---------- Excerpt ----------
If any doubt exists in the mind of the court as to the validity of the contract and promissory notes relied upon by appellant, or of the liability of the appellee thereunder, counsel most respectfully requests that the court refresh its familiarity with the principles laid down by this court in the following cases:
Kidder v. McClanahan, Mayor, 88 So. 508, 126 Miss. 179; Edwards House v. City of Jackson, 103 So. 428.
Appellee did not ratify the void and ultra vires contract relied upon by appellant by receiving the property, enjoying its use, and by partially paying the purported purchase price.
Amite County v. Mills, 102 So. 465, 138 Miss. 222; Smith v. Mangum, 89 So. 213; Russel v. Copiah County, 121 So. 133, 153 Miss. 459.
There can be no ratification of a void, ultra vires, or illegal contract by the governing board of a municipality, especially of a contract expressly prohibited by statute, as in this case.
Corinth to Gulf Highway v. Carothers and Co., 92 So. 696; LeFlore County v. Cannon, 33 So. 81; Benton County v. Patrick, 54 Miss. 240; Dixon v. Greene County, 25 So. 665.
The doctrine that a city is not estopped to deny the validity of an ultra vires contract is very definitely laid down in 19 R.C.L., page 1061, in these words: "While the power to contract is inherent in every municipal corporation with respect to any subject matter within its corporate powers, the doctrine of ultra vires has, with good reason, been applied with greater strictness to municipal bodies than to private corporations, and, in general, a municipality is not estopped from denying the validity of a contract made by its officers, when there has been no authority for making such contract. Since the powers of a municipal corporation are wholly statutory, every person who deals with such a body is bound to know the extent of its authority."
Edwards House Hotel City R.R. Co. v. City of Jackson, 51 So. 802; Newberry v. Fox, 37 Minn. 141; Rens v. Grand Rapids, 73 Mich. 237; Pettis v. Johnson, 56 Ind. 139; Bogart v. Lamoth Township, 79 Mich. 294.
Smith County v. Mangum and Amite County v. Mills, supra, conclusively hold that a county cannot be held on an implied contract to pay for the benefits received under an express contract which is void, and more especially on an express contract illegal by reason of being prohibited by statute.
Edwards House v. City of Jackson, 103 So. 428.
Counsel for appellees contends that the case of Church v. Vicksburg, 50 Miss. 605, is not controlling in this instance. We submit that the opinion in the Edwards House case, supra, either overruled the Church case, or, if not, makes the rule laid down in that case inapplicable to the situation here.
Appellant cannot recover on an implied contract on the part of the city to pay for the benefits received under this void and illegal contract of purchase.
Attala County v. Miss. Tractor Equipment Co., 139 So. 628, 162 Miss. 564.
Appellant, seeing that it was precluded from recovery on either an express contract, or an implied contract on the part of appellee to pay on a quantum meruit basis, alternatively, by an amendment to its original bill, seeks to recover rents for the use of the property by appellee during the time the city had the property in its possession, irrespective of any contract whatsoever, either of purchase or of rent. In other words, the front door having been barred to appellant, it seeks ingress at the back door; it seeks to detour through the fields and woods to reach its destination and get around the barricade placed in the main highway by the decisions of the Supreme Court of this state. It asks for the return of its property and rents for the use thereof far in excess of the proposed purchase price.
----------
** Directions **
Write out the part of the legal brief above word for word, from "Appellant cannot recover" to "contract of purchase.".
---------- Data shown ----------
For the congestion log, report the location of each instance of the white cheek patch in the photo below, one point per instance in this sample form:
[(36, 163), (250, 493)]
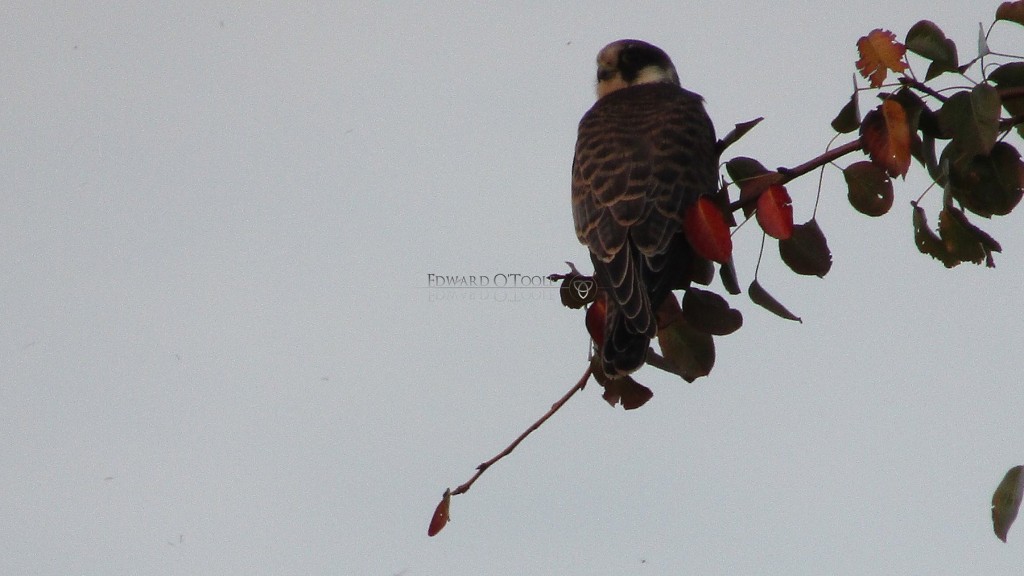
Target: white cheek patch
[(653, 74), (605, 87)]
----------
** Finished answer **
Appellant cannot recover on an implied contract on the part of the city to pay for the benefits received under this void and illegal contract of purchase.